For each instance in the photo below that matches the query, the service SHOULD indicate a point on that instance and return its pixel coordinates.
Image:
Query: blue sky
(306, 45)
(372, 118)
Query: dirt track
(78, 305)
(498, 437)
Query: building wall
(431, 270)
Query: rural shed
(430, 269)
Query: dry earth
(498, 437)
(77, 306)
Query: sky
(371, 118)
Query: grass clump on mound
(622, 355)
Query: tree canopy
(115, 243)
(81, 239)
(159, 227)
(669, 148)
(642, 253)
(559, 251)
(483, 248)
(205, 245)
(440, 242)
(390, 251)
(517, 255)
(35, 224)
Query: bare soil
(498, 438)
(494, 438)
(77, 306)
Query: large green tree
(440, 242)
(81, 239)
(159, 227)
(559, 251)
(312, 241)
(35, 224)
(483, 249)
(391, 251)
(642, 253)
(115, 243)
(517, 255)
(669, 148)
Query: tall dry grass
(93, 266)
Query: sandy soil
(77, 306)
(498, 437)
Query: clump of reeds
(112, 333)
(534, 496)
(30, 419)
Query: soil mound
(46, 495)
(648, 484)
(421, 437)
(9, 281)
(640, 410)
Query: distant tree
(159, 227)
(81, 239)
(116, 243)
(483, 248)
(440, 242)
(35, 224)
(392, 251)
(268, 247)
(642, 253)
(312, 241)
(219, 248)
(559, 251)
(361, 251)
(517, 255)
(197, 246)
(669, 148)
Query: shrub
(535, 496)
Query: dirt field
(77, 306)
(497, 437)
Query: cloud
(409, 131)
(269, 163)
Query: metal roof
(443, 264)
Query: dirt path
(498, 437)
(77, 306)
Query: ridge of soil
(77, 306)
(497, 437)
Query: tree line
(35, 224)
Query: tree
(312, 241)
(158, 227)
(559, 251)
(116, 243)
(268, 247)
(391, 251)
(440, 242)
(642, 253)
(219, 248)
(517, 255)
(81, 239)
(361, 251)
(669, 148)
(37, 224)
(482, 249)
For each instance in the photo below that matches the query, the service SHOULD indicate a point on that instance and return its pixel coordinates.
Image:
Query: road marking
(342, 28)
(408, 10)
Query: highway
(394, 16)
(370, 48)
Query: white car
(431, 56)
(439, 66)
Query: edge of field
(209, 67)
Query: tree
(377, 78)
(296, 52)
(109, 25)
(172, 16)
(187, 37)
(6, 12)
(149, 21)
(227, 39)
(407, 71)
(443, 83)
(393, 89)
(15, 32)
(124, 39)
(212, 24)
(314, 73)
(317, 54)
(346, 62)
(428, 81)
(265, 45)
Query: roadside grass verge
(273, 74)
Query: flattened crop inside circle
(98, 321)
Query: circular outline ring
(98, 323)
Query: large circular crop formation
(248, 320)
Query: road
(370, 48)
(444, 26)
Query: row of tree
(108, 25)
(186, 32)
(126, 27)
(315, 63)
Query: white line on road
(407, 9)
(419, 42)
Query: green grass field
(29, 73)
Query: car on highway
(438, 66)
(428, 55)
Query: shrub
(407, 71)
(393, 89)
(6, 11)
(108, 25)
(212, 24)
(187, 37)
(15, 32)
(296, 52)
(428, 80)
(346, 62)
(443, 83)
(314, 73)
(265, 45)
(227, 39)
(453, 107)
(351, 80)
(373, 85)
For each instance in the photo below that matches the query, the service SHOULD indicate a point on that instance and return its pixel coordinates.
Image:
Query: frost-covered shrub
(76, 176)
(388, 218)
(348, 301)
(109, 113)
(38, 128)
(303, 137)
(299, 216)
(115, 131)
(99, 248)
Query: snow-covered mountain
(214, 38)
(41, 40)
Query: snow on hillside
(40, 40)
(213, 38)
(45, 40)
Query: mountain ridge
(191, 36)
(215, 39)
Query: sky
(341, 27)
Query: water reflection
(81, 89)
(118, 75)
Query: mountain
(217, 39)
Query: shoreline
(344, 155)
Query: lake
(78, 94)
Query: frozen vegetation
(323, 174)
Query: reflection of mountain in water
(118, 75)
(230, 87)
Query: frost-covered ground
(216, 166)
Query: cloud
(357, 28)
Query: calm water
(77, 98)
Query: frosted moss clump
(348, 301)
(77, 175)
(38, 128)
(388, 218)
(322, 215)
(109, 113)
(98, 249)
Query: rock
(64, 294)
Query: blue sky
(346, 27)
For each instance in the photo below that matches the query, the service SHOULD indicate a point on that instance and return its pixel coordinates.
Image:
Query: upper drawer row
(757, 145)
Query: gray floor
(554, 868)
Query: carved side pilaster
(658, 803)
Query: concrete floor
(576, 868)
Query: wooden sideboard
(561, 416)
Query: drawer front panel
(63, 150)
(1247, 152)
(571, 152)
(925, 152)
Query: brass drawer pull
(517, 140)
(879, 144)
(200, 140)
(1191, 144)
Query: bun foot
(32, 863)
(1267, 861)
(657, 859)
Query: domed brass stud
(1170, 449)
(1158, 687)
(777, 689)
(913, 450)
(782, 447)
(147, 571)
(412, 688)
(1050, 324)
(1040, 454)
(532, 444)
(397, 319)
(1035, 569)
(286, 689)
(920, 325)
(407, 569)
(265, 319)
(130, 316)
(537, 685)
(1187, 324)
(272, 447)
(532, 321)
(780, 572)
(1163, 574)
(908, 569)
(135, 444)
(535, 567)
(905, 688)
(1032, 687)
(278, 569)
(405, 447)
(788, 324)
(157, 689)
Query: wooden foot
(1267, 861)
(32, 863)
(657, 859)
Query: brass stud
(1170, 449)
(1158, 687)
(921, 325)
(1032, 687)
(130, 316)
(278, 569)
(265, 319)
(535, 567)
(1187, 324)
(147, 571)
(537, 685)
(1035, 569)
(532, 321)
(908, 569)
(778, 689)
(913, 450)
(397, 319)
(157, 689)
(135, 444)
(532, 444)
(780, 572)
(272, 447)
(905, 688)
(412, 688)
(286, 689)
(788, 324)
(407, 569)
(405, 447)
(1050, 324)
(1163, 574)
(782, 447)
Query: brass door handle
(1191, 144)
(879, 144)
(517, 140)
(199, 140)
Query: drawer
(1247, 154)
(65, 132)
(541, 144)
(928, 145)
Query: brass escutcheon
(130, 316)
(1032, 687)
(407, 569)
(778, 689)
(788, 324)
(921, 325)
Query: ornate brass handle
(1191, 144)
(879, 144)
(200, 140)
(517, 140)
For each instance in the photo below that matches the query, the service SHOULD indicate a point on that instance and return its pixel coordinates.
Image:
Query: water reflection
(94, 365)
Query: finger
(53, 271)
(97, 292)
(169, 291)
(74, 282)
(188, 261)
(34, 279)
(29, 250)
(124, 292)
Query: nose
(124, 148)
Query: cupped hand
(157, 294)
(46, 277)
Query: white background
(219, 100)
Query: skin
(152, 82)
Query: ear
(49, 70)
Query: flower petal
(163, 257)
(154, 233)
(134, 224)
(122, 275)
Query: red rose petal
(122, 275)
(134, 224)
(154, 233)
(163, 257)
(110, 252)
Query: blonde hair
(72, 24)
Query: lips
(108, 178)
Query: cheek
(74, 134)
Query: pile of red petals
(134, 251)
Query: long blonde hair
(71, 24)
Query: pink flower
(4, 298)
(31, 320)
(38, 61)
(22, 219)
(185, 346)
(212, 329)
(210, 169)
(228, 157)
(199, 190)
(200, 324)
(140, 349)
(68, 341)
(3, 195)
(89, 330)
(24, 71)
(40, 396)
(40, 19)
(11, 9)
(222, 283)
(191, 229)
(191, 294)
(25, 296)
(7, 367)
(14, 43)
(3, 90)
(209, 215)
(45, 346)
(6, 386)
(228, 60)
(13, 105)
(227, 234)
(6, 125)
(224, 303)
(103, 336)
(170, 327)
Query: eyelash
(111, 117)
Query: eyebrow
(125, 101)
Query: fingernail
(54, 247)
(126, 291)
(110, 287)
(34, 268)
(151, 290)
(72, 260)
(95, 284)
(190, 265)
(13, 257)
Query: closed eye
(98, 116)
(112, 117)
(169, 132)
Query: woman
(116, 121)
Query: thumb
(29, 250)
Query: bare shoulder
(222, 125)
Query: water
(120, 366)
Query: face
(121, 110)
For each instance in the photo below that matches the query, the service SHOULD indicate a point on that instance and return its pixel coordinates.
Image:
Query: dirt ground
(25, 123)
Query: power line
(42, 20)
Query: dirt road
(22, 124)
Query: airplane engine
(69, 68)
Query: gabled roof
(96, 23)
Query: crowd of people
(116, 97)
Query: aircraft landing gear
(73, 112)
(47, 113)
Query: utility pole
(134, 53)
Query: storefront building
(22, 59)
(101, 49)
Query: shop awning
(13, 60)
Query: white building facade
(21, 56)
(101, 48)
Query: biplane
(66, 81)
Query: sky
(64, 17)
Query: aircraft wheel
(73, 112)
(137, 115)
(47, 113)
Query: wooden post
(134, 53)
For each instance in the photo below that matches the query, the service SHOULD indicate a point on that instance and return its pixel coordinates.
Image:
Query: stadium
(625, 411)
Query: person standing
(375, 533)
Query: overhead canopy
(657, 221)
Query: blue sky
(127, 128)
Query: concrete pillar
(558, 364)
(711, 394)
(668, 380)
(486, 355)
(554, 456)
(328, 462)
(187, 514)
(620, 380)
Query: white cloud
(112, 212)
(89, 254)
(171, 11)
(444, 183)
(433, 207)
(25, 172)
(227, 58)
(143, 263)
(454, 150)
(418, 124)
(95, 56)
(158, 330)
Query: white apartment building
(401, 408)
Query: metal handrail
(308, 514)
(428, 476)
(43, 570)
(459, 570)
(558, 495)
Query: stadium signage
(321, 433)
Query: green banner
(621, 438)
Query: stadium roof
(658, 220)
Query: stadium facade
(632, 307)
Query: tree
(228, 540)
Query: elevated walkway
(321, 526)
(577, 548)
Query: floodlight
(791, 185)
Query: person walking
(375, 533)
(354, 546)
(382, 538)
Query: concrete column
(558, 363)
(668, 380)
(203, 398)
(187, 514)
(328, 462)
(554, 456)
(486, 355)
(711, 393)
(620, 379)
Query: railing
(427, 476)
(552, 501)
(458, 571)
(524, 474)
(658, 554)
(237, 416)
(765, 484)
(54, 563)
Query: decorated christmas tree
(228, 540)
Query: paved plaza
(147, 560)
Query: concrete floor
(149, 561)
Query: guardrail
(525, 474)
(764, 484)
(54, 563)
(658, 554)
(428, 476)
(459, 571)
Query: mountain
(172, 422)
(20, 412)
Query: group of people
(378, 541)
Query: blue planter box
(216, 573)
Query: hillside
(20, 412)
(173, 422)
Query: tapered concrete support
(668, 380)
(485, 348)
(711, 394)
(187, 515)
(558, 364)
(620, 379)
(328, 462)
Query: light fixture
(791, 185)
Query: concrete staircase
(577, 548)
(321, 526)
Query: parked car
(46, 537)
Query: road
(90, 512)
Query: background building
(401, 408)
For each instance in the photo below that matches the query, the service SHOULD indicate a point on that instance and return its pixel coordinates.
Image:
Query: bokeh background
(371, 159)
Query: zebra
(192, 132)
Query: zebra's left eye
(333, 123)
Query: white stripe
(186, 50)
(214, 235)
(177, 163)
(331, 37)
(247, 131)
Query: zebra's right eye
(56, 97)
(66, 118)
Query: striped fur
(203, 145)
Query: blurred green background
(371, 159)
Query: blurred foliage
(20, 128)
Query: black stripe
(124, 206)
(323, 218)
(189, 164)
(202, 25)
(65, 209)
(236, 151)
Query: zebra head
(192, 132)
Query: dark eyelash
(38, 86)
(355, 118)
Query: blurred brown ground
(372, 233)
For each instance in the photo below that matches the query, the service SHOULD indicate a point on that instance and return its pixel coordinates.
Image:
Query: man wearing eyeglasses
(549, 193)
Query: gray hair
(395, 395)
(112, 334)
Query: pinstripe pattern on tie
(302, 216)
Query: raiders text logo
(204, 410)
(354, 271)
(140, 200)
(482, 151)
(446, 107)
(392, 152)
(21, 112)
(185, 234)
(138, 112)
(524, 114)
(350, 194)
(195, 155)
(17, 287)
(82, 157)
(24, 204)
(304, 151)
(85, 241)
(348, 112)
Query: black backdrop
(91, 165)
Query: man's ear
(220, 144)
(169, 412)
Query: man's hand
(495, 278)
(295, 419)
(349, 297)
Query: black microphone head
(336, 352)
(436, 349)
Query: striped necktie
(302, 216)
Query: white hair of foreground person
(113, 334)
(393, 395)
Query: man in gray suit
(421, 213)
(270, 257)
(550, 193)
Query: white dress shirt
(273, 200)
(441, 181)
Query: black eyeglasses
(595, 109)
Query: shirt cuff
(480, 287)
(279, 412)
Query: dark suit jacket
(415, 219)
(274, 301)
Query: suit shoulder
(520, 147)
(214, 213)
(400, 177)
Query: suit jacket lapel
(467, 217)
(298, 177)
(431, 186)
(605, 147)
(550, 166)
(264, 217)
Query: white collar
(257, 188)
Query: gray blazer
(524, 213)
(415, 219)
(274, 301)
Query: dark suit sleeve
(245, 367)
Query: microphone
######
- Work to complete: Write out every line, unchanged, from the one containing "Query: raiders text logo" through the closing line of the data.

- Written response:
Query: raiders text logo
(204, 410)
(354, 271)
(140, 200)
(482, 151)
(446, 107)
(392, 152)
(21, 112)
(185, 234)
(138, 112)
(524, 114)
(350, 194)
(195, 155)
(17, 287)
(82, 157)
(24, 204)
(304, 151)
(85, 241)
(348, 112)
Query: black backdrop
(91, 165)
Query: man's ear
(220, 144)
(169, 412)
Query: man's hand
(495, 278)
(295, 419)
(349, 297)
Query: black microphone head
(336, 352)
(436, 349)
Query: striped necktie
(302, 216)
Query: white hair of foreground person
(113, 334)
(393, 395)
Query: man in gray suit
(421, 213)
(270, 257)
(550, 193)
Query: white dress shirt
(273, 200)
(441, 181)
Query: black eyeglasses
(595, 109)
Query: shirt cuff
(480, 287)
(279, 412)
Query: dark suit jacket
(415, 219)
(274, 301)
Query: suit shoulder
(520, 147)
(214, 213)
(400, 177)
Query: suit jacket lapel
(467, 217)
(298, 177)
(431, 186)
(605, 147)
(550, 166)
(264, 217)
Query: white collar
(257, 188)
Query: gray blazer
(524, 213)
(415, 219)
(274, 301)
Query: dark suit sleeve
(245, 367)
Query: microphone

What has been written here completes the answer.